↓

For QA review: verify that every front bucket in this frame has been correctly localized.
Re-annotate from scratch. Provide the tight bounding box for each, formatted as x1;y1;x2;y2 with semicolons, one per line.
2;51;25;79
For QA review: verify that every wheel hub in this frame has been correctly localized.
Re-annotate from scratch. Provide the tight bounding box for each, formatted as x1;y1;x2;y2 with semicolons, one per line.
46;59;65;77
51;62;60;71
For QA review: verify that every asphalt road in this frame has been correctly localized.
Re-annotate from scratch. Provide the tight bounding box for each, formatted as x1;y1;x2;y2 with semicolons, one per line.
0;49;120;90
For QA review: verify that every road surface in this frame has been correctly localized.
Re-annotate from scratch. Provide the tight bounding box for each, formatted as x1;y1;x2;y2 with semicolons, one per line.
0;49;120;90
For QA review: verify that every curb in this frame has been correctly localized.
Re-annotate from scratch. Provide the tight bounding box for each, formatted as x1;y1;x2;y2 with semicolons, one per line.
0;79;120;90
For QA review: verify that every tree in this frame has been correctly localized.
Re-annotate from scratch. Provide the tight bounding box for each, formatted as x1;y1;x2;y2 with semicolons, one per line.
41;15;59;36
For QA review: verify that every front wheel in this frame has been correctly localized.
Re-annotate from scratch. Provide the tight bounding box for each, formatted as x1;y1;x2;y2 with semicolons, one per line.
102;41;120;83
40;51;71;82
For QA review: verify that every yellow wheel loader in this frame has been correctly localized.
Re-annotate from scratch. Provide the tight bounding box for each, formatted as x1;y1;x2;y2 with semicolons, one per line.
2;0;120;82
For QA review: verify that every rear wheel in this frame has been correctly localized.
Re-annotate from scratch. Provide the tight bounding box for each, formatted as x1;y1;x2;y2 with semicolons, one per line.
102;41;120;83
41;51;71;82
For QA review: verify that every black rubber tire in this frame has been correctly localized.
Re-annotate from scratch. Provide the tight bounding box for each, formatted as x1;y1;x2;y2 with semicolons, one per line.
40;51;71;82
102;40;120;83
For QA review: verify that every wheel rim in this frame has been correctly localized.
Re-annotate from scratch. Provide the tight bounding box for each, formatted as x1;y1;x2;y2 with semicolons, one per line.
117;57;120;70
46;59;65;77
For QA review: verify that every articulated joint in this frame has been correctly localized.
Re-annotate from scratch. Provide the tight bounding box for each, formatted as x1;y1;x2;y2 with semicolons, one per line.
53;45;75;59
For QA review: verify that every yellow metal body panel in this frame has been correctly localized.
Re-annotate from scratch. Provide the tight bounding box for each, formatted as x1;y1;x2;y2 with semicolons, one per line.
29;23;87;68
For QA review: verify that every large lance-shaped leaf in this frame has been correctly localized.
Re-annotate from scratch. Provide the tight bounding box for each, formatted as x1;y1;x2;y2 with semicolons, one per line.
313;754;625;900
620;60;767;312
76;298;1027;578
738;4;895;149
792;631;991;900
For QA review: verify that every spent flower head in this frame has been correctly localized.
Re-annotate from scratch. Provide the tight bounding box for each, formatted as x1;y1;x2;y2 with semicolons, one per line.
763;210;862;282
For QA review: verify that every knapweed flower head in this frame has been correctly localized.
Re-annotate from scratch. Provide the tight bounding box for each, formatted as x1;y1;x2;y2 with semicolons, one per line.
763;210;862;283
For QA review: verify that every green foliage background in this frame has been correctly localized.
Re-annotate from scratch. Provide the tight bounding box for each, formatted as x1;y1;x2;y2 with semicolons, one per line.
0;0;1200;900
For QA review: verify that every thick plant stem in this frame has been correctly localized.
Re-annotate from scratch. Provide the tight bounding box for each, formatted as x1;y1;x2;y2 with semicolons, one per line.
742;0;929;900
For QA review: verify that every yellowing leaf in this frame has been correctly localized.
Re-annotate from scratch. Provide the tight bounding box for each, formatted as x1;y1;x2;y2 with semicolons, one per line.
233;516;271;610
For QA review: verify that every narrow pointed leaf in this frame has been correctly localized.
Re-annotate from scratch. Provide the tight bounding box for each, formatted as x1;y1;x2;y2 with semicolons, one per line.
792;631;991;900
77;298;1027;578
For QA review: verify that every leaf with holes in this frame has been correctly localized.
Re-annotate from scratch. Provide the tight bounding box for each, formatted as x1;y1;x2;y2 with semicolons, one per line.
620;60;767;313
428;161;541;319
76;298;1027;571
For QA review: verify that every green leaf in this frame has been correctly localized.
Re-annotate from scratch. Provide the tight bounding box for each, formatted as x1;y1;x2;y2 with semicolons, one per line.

↑

Job » Rescale the lines above, from the line with "For QA review: verify that every yellow metal" to the line with "29;23;87;68", both included, and write them out again with the requests unchanged. Multiply each bounding-box coordinate in the answers by 1.2 and round it to a whole number, with halves rounded up.

Answer in full »
For QA review: verify that every yellow metal body panel in this frame has been correctly localized.
Re-annotate from scratch. Provide the tight bounding box for each, formatted as x1;y1;x2;y2 with semicolons, one per line.
35;28;104;82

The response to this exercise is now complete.